Romain Grosjean’s Bahrain fireball chassis to go on display at F1 exhibition in Madrid

Toby Miles
Romain Grosjean

Romain Grosjean

Crumbling remains of the Haas Romain Grosjean cheated death inside are about to go on display for the first time, serving a reminder of the deadly consequences in F1.

The first ever official Formula 1 exhibition will open in Madrid on March 24, showcasing never-before-seen films, iconic Grand Prix cars and historic relics.

One of the exhibition’s seven rooms is named “Survival”. Inside, fans will be greeted by the violent sight of Grosjean’s Haas – victim of one of the most terrifying accidents in recent memory at the 2020 Bahrain GP.

The French driver lost control on the opening lap, slamming into the barriers at 120mph (193kph). The savage impact ripped the Haas in half, as the cockpit section still containing Grosjean burst into flames after breaking through the safety fencing.

Grosjean was trapped inside the burning vehicle for almost 30 seconds before prying himself free, climbing through the inferno and into the arms of fast-responding safety personnel. For the entire paddock and millions watching at home, time stood still for that excruciating half-minute.
========
• _Parts of the exercise_:
• a. According to the article on Grosjean's chassis, what three things will the Madrid exhibition showcase?
• b. In the entries below, duplicate the stretch from the line containing "Note: for this drill, pin each instance of the bare" through the line containing "Note: for this drill, pin each instance of the human".

• _The records_:
========
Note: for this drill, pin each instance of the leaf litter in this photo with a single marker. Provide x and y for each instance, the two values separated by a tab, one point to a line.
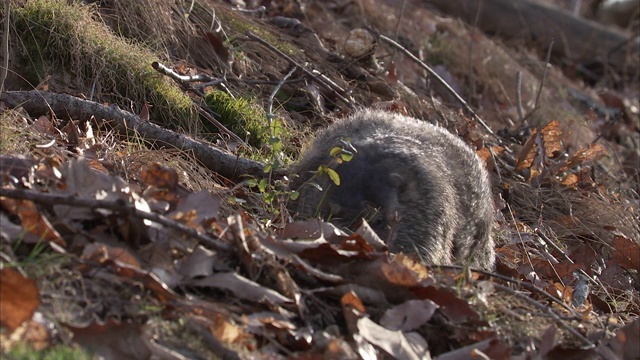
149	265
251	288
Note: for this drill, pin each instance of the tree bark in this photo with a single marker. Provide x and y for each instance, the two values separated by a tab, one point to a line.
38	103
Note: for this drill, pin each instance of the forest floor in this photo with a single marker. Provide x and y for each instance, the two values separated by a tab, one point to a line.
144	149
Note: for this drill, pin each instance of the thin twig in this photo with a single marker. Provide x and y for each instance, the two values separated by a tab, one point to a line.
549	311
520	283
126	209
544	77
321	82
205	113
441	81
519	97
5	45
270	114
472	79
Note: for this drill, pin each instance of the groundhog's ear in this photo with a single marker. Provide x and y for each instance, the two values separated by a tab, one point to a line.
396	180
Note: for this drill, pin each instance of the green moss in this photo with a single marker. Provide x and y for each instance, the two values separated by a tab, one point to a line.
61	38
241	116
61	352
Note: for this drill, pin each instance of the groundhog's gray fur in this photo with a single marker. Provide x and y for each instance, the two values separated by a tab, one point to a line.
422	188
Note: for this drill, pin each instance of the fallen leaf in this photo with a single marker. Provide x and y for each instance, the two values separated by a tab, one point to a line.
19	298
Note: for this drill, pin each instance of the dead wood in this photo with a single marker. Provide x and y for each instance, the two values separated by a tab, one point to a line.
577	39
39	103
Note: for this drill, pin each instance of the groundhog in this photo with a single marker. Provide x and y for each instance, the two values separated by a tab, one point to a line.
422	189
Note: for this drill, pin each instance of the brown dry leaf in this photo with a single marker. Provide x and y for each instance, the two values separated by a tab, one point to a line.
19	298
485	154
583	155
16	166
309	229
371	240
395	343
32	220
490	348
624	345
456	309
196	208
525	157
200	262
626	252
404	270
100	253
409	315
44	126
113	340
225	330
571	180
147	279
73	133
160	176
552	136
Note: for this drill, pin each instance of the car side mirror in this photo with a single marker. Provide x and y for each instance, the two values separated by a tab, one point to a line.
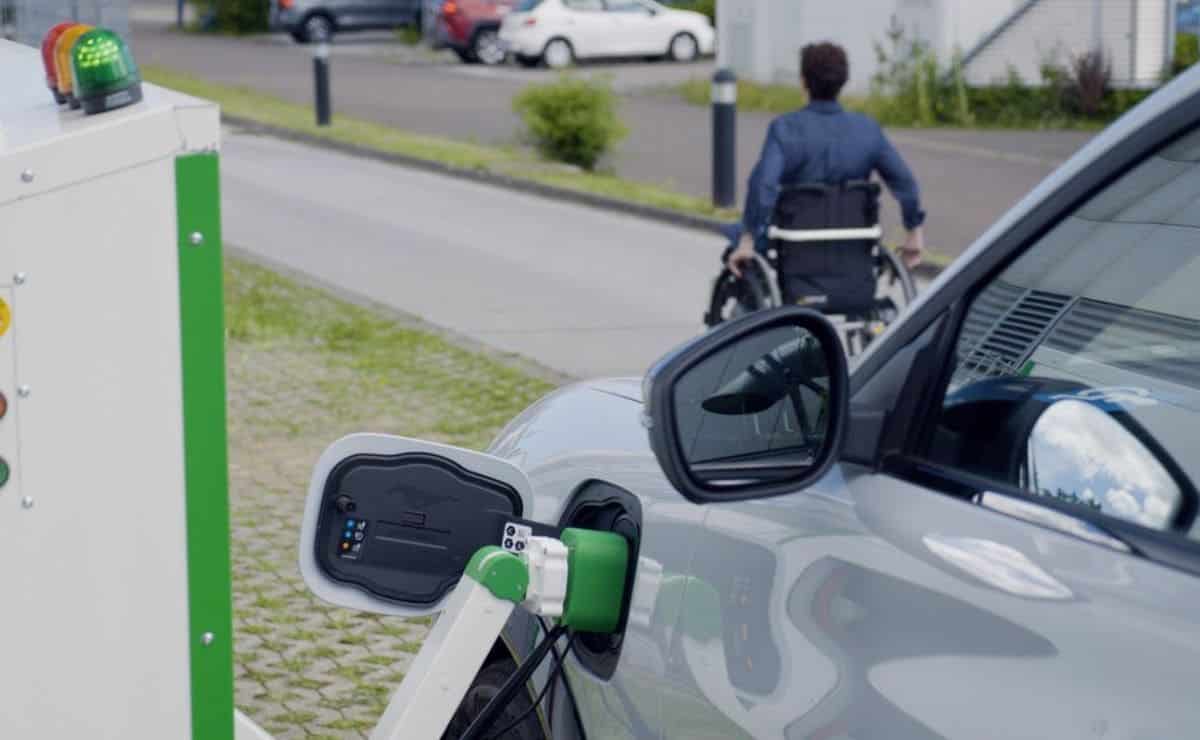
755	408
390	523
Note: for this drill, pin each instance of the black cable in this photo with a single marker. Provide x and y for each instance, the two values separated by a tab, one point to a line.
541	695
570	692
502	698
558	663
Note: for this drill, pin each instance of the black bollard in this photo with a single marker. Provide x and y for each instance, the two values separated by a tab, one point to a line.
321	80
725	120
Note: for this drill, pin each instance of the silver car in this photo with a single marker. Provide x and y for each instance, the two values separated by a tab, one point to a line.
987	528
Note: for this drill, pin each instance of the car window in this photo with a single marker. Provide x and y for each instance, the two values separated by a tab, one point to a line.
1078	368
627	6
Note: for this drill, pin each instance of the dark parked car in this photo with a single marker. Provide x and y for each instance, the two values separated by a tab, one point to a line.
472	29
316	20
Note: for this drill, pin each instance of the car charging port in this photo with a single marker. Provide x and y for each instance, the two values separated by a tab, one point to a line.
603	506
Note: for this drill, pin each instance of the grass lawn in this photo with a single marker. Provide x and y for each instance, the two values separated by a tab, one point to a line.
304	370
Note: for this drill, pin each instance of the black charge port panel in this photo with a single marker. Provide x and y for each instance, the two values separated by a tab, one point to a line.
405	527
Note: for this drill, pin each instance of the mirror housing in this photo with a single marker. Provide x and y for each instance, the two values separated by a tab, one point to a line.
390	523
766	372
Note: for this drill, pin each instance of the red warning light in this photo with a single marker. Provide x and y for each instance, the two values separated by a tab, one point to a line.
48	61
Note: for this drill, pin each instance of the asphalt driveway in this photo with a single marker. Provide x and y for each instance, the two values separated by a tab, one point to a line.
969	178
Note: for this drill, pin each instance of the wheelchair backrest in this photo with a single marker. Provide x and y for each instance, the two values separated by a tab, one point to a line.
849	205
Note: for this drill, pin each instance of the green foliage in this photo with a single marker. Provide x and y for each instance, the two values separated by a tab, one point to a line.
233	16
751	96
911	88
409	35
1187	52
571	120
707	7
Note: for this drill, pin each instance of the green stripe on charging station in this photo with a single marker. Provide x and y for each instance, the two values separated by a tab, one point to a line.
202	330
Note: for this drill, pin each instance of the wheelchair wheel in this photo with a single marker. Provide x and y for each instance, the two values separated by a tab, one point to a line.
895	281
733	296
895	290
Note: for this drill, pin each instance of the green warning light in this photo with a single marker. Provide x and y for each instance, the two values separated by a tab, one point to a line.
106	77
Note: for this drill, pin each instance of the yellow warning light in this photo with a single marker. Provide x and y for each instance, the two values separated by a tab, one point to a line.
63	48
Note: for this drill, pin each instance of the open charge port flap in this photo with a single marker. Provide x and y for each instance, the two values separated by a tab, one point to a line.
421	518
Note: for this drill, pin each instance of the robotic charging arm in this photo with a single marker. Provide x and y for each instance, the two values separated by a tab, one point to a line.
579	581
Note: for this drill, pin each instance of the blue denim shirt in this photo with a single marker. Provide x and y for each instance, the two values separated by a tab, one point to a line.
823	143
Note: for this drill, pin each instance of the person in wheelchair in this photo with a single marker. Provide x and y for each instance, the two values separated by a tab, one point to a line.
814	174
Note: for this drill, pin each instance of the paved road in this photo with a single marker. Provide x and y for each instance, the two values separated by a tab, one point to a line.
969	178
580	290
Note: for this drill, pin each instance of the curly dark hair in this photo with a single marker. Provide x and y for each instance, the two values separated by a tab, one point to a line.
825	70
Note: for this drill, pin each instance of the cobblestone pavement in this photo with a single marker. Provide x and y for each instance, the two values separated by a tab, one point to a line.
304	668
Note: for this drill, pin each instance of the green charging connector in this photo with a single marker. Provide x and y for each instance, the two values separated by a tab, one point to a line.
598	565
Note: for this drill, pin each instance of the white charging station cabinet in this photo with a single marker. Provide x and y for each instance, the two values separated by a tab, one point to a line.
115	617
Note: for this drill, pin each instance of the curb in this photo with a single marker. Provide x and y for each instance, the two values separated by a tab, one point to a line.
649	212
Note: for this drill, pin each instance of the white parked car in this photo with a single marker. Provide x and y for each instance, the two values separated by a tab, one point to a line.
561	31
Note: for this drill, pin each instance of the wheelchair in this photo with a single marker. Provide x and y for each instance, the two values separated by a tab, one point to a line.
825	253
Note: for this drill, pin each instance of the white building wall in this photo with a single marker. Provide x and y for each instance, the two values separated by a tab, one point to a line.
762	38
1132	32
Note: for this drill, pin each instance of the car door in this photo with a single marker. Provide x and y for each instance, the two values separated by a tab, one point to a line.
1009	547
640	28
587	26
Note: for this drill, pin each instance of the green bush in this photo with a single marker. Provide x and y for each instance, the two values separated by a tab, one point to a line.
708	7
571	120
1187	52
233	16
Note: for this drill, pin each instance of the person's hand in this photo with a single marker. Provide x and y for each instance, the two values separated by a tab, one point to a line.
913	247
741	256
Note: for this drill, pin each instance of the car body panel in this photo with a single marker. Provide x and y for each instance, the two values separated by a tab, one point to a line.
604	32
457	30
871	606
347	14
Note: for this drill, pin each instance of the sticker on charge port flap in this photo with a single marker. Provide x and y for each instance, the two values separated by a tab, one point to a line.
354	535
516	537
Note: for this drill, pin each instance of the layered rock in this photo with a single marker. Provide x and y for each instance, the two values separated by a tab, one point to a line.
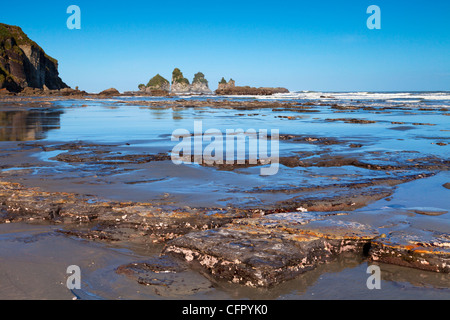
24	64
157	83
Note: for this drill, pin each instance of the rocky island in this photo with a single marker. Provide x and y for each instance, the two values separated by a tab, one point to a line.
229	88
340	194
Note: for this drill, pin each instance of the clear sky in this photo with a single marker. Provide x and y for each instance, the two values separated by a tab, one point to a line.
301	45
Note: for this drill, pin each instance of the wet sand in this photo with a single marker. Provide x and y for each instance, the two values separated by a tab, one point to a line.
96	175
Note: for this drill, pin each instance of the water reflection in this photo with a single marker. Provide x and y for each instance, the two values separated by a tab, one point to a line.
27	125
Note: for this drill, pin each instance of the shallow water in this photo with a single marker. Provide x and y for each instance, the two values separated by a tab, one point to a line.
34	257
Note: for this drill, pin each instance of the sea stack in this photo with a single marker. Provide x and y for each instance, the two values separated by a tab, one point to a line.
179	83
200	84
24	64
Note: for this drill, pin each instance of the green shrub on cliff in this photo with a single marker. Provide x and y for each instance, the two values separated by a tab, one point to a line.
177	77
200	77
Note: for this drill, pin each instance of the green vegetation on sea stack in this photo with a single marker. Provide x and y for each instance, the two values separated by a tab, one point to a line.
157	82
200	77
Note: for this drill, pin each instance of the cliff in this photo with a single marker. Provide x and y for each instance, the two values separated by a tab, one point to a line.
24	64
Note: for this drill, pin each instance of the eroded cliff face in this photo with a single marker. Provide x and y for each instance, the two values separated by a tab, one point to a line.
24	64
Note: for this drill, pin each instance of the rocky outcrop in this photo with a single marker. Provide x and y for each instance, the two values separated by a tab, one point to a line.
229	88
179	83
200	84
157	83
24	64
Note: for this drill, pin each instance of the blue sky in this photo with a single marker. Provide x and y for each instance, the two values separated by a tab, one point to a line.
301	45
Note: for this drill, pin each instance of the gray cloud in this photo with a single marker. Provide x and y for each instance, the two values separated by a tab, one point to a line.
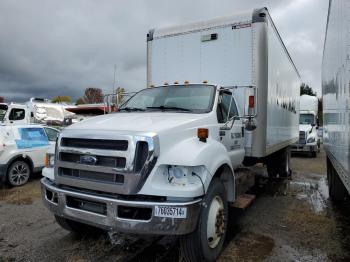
========
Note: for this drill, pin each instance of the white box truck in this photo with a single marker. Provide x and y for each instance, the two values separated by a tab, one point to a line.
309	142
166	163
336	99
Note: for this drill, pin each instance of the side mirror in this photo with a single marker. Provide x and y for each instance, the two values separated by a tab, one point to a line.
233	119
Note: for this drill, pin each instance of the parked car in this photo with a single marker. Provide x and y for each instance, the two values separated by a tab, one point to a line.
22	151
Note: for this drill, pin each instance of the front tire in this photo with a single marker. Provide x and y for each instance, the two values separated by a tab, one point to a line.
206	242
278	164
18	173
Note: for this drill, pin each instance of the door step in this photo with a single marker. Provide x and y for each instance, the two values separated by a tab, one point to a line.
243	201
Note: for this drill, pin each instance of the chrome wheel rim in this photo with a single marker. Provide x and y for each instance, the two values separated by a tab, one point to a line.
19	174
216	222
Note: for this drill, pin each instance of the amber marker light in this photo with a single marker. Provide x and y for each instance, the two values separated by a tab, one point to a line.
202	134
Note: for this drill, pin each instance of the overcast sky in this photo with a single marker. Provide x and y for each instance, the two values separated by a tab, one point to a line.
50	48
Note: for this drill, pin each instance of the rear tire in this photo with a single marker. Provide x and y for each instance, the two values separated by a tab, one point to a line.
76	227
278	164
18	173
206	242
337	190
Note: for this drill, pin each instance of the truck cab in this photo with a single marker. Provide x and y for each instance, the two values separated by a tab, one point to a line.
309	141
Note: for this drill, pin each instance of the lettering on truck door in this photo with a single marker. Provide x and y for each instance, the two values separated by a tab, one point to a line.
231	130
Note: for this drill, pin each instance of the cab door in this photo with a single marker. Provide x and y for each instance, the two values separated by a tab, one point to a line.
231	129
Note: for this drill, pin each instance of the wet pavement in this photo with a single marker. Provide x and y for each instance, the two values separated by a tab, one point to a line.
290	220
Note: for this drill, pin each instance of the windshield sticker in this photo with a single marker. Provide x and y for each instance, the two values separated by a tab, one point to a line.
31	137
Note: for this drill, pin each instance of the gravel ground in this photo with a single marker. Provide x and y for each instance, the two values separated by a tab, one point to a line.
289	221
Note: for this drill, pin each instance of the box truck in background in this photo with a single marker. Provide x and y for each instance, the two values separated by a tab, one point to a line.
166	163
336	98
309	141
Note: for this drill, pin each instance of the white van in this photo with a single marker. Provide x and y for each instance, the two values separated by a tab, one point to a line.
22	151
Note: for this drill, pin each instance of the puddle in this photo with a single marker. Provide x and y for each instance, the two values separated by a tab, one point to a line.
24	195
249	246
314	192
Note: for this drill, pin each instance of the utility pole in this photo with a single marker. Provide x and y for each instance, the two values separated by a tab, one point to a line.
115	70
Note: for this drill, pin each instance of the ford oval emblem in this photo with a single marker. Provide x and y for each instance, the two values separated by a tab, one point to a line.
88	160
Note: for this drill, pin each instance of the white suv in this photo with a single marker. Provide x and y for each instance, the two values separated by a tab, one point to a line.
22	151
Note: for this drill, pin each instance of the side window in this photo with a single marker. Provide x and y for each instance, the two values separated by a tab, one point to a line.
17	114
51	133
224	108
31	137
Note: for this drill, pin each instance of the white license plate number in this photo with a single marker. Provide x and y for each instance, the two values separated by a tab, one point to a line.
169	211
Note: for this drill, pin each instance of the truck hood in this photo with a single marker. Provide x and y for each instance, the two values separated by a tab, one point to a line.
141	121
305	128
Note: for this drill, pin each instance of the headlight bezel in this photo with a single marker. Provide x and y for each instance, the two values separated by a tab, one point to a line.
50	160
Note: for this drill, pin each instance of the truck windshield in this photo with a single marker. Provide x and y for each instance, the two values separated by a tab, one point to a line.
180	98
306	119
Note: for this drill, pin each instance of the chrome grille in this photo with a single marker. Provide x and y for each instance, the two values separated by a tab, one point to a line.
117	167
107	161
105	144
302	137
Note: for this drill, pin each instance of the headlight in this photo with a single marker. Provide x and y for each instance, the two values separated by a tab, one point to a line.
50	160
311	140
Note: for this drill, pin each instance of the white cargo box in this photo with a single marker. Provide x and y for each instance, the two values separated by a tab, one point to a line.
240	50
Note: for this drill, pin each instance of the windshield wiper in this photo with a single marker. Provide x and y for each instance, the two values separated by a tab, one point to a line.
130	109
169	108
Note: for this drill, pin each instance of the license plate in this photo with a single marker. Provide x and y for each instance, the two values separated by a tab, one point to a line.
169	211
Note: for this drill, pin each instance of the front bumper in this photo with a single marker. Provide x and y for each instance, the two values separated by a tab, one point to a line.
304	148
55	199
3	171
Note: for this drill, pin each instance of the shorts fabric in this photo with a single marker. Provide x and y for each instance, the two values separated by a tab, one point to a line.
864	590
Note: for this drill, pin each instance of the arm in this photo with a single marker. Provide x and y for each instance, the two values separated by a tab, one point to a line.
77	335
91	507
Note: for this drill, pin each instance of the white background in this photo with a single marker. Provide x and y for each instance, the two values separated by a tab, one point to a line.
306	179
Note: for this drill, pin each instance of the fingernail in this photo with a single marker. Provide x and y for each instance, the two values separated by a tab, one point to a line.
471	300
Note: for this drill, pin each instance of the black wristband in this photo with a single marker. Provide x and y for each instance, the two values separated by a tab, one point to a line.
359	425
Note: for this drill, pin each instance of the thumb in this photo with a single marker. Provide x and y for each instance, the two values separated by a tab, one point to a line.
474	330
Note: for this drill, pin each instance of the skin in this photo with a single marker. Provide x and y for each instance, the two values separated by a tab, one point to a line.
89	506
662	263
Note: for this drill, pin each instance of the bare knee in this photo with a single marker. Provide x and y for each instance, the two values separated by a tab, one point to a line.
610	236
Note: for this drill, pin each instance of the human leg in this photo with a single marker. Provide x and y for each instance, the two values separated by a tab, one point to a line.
========
• _Per-task answers_:
• a. Never-before-seen films, iconic Grand Prix cars and historic relics.

• b.
Note: for this drill, pin each instance of the bare knee in this photo with a single marker. Provide x and y for each instance, the two values separated by a tab, one point to a line.
610	236
Note: for this drill, pin each instance of the human leg in this photo with a single marker. Provide x and y for each instance, the two values separated by a tab, one point to a line.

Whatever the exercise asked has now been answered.